■ Work to complete ■
Where a line of the entries below includes the string "face", count it. Give only the resulting number.

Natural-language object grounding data
━━━━━━━━━━━━━━━━━━━━━━━━━━━━━━

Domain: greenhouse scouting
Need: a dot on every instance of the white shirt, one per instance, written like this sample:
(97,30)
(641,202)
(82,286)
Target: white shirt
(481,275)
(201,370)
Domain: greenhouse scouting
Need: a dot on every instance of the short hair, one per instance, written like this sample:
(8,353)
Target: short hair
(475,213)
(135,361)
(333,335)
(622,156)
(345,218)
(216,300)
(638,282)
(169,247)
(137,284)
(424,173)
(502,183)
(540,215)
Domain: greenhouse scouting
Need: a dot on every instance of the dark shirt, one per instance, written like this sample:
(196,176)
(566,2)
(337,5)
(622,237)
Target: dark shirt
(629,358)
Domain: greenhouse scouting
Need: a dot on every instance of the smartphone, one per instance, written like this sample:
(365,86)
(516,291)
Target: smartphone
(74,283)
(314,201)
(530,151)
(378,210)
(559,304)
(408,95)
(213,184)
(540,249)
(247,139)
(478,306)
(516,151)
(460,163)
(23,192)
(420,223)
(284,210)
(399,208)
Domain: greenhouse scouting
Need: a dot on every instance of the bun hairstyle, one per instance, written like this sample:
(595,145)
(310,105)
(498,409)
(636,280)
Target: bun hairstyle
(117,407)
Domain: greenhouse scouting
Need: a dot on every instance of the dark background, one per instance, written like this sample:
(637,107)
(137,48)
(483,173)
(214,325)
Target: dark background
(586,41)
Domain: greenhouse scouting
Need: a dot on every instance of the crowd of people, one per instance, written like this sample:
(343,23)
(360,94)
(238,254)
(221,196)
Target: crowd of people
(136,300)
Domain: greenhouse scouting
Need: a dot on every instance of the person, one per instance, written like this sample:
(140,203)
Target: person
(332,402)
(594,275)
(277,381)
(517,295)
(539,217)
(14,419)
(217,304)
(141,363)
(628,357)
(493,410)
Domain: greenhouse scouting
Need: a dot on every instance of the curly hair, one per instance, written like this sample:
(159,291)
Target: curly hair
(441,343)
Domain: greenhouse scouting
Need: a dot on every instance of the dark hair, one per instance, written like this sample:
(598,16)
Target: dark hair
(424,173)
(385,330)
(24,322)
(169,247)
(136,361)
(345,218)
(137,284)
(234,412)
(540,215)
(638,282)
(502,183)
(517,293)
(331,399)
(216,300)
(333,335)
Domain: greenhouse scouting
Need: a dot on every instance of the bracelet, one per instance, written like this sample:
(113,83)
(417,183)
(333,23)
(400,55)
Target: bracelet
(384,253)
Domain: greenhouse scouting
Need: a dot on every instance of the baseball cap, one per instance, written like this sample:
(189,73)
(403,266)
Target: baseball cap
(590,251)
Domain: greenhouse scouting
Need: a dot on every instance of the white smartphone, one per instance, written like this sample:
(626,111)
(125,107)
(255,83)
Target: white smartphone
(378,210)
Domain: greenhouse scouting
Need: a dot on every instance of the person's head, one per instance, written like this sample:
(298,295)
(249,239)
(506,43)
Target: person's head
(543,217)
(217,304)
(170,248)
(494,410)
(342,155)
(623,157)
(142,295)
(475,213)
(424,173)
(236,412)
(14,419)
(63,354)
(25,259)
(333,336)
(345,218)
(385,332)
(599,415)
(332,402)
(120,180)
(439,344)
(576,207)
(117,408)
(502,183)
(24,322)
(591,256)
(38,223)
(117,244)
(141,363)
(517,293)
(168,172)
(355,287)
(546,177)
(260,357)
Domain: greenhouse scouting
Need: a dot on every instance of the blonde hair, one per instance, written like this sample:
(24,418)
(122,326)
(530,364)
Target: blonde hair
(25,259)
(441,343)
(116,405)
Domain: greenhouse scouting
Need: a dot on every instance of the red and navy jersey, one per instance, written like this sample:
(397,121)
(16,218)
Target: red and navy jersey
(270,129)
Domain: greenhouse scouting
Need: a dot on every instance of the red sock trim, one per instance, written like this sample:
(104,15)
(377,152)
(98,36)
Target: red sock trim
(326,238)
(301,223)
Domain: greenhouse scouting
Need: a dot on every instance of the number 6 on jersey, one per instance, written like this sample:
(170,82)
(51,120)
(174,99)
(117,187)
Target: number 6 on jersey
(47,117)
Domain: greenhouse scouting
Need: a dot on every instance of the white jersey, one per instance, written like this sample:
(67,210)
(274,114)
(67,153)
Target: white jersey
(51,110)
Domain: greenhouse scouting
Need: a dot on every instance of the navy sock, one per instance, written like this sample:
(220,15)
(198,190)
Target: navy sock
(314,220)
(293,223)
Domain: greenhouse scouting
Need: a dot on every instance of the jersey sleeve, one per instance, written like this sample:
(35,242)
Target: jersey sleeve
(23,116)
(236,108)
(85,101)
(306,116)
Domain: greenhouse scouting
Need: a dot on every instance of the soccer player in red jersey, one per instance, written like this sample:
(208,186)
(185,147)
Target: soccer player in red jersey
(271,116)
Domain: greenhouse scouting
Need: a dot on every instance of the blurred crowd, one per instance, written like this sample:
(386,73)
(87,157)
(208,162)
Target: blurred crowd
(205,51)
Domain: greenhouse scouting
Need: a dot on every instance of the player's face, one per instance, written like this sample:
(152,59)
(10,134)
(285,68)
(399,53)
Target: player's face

━━━━━━━━━━━━━━━━━━━━━━━━━━━━━━

■ Task response ■
2